Instructions for the task:
Duplicate the items below line for line, altering nothing.

Input data:

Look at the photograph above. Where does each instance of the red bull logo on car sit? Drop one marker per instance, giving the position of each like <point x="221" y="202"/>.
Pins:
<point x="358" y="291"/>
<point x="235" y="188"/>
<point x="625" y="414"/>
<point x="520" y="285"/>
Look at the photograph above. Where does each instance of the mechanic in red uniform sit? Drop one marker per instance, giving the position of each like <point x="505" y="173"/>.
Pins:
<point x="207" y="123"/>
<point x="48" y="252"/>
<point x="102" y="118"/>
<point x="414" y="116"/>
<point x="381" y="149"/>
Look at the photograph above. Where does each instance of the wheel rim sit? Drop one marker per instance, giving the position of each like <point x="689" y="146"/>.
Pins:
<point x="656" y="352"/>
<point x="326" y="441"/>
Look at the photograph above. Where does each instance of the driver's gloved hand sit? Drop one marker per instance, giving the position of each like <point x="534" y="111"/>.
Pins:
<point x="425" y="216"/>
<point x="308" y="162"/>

Solution to the exercise:
Look at the photograph above. Where does each instance of the red bull logo on car sit? Drop one marker per instance, giving the position of each like <point x="221" y="202"/>.
Pins:
<point x="358" y="291"/>
<point x="235" y="188"/>
<point x="625" y="414"/>
<point x="520" y="285"/>
Look at the photograph above. Where does each instance of the mechanic in red uniform sit? Drop one marker per instance, giving the position of each like <point x="505" y="173"/>.
Pins:
<point x="207" y="123"/>
<point x="48" y="252"/>
<point x="102" y="118"/>
<point x="414" y="116"/>
<point x="381" y="149"/>
Look at the photograph above. Where does each instance of the wheel rim sit? Drop one marker per instance, giving the position of each like <point x="689" y="146"/>.
Pins:
<point x="656" y="352"/>
<point x="326" y="441"/>
Look at the photograph above. Where does each instance of the driver's gloved hand sit? Drop one marker per instance, giving the position of each like <point x="534" y="111"/>.
Pins:
<point x="425" y="216"/>
<point x="308" y="162"/>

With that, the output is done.